The task -> Reproduction without pictures: print every entry precisely as written.

Records ->
★ ★ ★ ★

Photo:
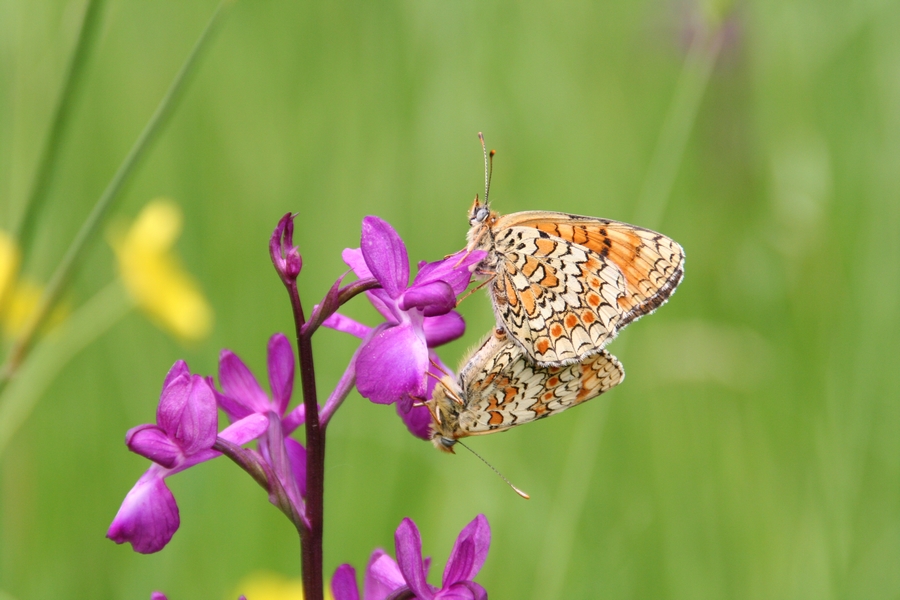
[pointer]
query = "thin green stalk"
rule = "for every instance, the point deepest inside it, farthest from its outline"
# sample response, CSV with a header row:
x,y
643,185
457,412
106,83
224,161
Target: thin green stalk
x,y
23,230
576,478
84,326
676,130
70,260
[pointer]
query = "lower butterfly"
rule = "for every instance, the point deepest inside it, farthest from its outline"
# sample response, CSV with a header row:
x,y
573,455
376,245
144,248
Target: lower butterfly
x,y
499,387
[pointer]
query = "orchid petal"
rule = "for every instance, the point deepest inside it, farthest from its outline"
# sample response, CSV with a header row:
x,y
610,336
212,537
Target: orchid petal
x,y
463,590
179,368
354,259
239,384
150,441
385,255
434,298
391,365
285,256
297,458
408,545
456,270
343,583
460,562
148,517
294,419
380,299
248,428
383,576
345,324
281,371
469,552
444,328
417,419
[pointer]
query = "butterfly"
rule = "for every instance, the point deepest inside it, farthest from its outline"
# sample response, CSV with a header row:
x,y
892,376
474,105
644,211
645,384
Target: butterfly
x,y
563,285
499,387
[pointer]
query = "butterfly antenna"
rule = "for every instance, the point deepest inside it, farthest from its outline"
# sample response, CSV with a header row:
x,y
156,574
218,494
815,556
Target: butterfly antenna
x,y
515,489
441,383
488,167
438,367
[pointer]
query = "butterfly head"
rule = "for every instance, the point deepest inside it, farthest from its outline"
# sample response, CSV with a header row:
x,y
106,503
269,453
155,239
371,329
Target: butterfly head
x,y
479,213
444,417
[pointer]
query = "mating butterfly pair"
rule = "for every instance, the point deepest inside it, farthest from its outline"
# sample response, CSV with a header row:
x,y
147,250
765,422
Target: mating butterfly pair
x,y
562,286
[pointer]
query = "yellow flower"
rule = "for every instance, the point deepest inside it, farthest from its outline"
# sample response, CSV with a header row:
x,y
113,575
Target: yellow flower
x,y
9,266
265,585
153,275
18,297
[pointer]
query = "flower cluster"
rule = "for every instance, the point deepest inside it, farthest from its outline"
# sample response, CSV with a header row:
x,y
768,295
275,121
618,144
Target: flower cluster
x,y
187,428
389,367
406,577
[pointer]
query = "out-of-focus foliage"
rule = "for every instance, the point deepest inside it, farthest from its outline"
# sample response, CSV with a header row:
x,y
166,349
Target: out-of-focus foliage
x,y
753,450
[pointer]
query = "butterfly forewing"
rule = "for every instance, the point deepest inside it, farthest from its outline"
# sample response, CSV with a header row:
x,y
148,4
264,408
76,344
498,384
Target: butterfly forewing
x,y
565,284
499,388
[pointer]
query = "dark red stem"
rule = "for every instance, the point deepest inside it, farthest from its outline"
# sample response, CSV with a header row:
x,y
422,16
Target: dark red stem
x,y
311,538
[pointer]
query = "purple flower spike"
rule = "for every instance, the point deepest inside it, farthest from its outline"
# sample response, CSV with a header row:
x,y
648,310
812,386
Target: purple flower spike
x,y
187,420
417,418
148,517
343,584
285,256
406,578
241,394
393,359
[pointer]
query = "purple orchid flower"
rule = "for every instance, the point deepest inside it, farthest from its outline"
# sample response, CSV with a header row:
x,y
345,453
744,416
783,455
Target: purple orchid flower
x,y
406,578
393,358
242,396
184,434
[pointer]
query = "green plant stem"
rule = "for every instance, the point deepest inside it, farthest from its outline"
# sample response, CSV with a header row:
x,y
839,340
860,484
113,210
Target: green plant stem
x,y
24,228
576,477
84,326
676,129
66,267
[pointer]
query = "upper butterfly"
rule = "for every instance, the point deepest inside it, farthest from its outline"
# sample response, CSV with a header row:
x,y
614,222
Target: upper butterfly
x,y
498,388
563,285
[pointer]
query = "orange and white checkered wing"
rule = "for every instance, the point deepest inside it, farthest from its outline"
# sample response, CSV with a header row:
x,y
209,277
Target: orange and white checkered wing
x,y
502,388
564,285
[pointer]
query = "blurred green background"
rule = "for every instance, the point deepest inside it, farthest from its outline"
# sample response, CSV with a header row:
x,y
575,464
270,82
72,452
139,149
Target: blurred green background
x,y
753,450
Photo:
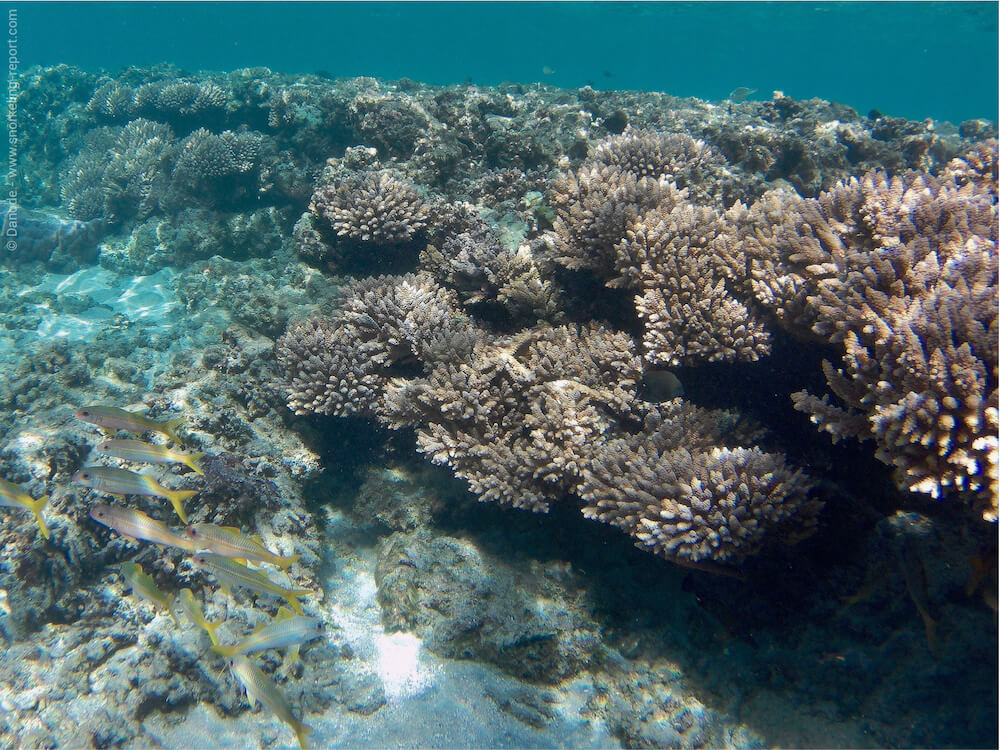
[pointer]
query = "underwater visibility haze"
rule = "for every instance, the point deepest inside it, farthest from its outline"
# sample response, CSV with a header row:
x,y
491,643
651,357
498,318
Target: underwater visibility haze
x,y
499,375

★ ★ ★ ★

Written solution ->
Photo:
[pointer]
query = "thin green stalk"
rule = "for every instance, the point deepest inside it, farthest from its outline"
# sample response, CSV with a header row:
x,y
643,185
457,412
106,83
224,161
Target: thin green stalk
x,y
23,230
576,478
84,326
676,130
70,260
[pointer]
query = "lower butterfly"
rule = "for every instance, the point deepest inside it, farthest from its outline"
# sample response, CSV with a header row:
x,y
573,455
376,245
144,248
Target: lower butterfly
x,y
499,387
[pointer]
query = "orchid petal"
rule = "for every instance, the point deepest inside it, farthest from its outline"
# sample response, CSV with a header row:
x,y
610,336
212,537
Target: orchid petal
x,y
463,590
179,368
354,259
239,384
150,441
385,255
434,298
391,365
285,256
297,458
408,545
456,270
343,583
460,562
148,517
294,419
380,299
248,428
383,576
345,324
281,371
469,552
444,328
417,419
[pointer]
query = "butterfly"
rule = "for every instance, the point deepest inside it, farthest from its outline"
# sample response, CSV with a header row:
x,y
892,376
474,105
644,211
645,384
Target: butterfly
x,y
563,285
499,387
[pointer]
query = "butterfly antenna"
rule = "for every instance, the point deepest inside it, farthest from its outline"
# sample response, CSV with a header row:
x,y
156,574
218,494
815,556
Target: butterfly antenna
x,y
515,489
441,383
488,167
438,367
[pointer]
query = "butterfly head"
rule = "for every instance, the point deepest inside it, farthest from its outline"
# sample response, CSV with a header row:
x,y
106,503
269,453
155,239
371,329
Target: butterfly head
x,y
479,213
444,417
[pointer]
query = "mating butterfly pair"
rule = "for every instance, the point deepest inside it, farthest from its outline"
# sample response, CSV with a header row:
x,y
147,250
765,422
Target: mating butterfly pair
x,y
562,286
[pointer]
query = "yellow flower"
rule = "for every instance, the point deepest inside it, farthest from its outline"
# sample response, CSV with a header row:
x,y
113,575
Target: yellow flower
x,y
9,266
265,585
153,275
18,297
[pointer]
query = "flower cluster"
rule = "for every instance, the point deepest inside it, farthest from its outline"
# sample response, CSV with a header row:
x,y
768,295
275,121
618,144
Target: flower cluster
x,y
187,428
389,367
406,577
[pointer]
query = "out-of-focus foliage"
rule = "for every instance, the point deepest inside it, farthest from its outline"
# sample response, CSV with a header row:
x,y
166,349
Target: out-of-focus foliage
x,y
753,450
[pointer]
query = "butterfly forewing"
rule = "for every instance, the point deepest inside it, farthest from its outline"
# sample response, CSV with a header row:
x,y
148,4
264,408
76,344
498,384
Target: butterfly forewing
x,y
565,284
499,388
[pointer]
query = "dark red stem"
rule = "for every instance, the point deepest inside it, farthest from its outline"
# sample response, CSV with a header row:
x,y
422,16
Target: dark red stem
x,y
311,538
[pointer]
query = "purple flower spike"
rule = "for every instance, the point deepest inside it, farthest from its outline"
# sample response, CSV with a header row:
x,y
648,310
812,386
Target: purple flower spike
x,y
187,420
417,418
148,517
343,584
285,256
406,578
241,394
393,359
[pointer]
query = "purple orchid flower"
rule = "for every instance, the point deepest inside it, farthest from its outline"
# sample response, CSV with a header row:
x,y
345,453
744,416
783,455
Target: purple orchid flower
x,y
406,578
393,358
242,396
184,434
[pointer]
query = "green plant stem"
rule = "for every instance, the point deepest inside it, farthest from its outline"
# sample response, CSV with a header row:
x,y
839,340
860,484
113,210
Target: green plant stem
x,y
24,228
576,477
84,326
676,129
66,267
[pointer]
query = "upper butterfly"
rule = "for every instance, the point deepest inside it, farthest from its outline"
# sample response, CSV with a header row:
x,y
614,222
Target: upper butterfly
x,y
498,388
563,285
[pointer]
query = "orange and white checkered wing"
rule = "for every instance, the point deepest inside it, farthest from its outline"
# sample response, CSV with a header row:
x,y
209,277
Target: orange and white checkered wing
x,y
502,388
564,285
[pointer]
query = "blurred green background"
rule = "for every instance, the point deepest inside it, farthest from its outline"
# sample response, CSV with a header row:
x,y
575,464
270,82
72,452
139,149
Target: blurred green background
x,y
753,450
Photo:
[pointer]
query = "underwater visibility haze"
rule = "for every instance, the point deepest inside it, farthest from its outline"
# sample response, CSV with a header row:
x,y
491,643
651,357
498,318
Target: underwater visibility haze
x,y
499,375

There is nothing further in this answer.